» ZU ERLEDIGENDE AUFGABE:
Filtern Sie die nachstehenden Einträge und geben Sie jede Zeile wieder, in der die Zeichenfolge „below“ vorkommt. Achten Sie dabei auf Groß- und Kleinschreibung.

» MATERIAL ZUR AUFGABE:
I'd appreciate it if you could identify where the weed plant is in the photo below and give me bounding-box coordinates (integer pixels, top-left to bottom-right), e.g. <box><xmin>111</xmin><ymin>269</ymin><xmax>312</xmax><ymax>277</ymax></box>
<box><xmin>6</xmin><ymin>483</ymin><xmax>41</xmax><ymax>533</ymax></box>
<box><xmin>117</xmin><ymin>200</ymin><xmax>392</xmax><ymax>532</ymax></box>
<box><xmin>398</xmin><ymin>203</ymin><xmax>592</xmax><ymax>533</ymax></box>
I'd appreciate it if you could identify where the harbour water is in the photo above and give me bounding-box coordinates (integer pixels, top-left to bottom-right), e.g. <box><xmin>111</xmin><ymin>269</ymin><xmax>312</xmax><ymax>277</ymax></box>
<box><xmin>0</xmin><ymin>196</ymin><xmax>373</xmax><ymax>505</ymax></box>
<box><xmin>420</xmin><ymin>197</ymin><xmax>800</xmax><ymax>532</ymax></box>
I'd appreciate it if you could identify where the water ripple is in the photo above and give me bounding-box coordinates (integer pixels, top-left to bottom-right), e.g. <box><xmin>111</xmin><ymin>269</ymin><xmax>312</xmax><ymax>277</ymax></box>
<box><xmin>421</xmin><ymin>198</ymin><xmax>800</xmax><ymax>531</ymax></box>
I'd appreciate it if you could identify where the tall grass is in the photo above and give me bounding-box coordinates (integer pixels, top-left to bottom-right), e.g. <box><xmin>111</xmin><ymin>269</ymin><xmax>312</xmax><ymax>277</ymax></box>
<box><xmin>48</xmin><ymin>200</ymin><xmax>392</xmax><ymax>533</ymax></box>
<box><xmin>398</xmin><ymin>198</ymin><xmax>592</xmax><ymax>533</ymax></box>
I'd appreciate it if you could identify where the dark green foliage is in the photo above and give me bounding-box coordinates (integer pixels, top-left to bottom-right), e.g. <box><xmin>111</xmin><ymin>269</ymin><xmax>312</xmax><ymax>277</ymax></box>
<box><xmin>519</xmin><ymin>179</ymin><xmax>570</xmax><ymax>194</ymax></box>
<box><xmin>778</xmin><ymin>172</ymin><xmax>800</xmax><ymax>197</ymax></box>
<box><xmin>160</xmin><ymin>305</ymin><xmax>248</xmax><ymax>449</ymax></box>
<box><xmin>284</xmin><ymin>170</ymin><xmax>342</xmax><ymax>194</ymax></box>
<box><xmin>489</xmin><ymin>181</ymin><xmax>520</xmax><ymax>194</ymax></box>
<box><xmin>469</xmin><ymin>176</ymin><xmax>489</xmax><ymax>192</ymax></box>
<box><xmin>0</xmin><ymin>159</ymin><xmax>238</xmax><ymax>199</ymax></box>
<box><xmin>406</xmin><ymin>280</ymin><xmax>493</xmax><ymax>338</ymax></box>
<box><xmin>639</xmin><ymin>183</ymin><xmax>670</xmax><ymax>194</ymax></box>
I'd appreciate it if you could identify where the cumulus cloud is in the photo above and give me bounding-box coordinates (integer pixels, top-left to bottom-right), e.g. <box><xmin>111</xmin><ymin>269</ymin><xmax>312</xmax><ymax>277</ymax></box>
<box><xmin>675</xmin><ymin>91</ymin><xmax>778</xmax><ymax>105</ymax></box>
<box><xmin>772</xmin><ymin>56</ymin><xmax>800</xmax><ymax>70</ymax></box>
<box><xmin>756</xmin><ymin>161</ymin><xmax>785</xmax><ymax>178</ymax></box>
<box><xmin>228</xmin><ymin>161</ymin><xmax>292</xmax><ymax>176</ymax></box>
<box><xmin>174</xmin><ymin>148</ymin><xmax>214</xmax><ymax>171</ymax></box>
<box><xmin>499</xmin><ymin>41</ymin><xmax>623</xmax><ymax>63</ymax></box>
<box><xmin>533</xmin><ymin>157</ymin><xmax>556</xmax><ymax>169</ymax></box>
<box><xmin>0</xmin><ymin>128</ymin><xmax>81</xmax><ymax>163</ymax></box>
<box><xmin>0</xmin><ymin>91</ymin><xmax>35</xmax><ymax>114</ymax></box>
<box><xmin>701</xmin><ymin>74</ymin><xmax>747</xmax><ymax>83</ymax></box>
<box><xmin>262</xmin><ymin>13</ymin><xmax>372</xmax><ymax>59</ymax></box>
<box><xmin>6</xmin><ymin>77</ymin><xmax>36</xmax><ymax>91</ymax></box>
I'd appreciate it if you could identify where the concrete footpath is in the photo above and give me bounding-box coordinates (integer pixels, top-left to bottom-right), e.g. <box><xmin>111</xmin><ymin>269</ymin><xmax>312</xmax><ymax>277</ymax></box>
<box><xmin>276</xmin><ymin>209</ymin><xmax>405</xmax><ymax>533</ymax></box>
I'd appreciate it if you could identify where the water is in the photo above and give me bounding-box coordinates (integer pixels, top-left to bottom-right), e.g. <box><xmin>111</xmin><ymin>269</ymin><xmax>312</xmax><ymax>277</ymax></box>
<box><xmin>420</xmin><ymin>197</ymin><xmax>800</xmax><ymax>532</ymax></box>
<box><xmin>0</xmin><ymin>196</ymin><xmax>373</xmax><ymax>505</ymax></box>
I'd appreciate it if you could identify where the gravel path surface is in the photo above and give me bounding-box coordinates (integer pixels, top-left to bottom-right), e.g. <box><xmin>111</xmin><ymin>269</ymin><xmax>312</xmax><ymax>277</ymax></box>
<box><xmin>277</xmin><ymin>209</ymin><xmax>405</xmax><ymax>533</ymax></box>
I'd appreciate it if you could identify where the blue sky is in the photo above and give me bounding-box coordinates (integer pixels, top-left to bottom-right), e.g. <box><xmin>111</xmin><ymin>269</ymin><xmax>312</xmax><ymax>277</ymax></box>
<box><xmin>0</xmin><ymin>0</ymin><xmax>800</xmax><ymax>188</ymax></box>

» ERLEDIGTE AUFGABE:
I'd appreciate it if you could identify where the weed plant is in the photo below and give me bounding-box coordinates (integer pixels, top-left to bottom-right), e.g. <box><xmin>111</xmin><ymin>269</ymin><xmax>312</xmax><ymax>277</ymax></box>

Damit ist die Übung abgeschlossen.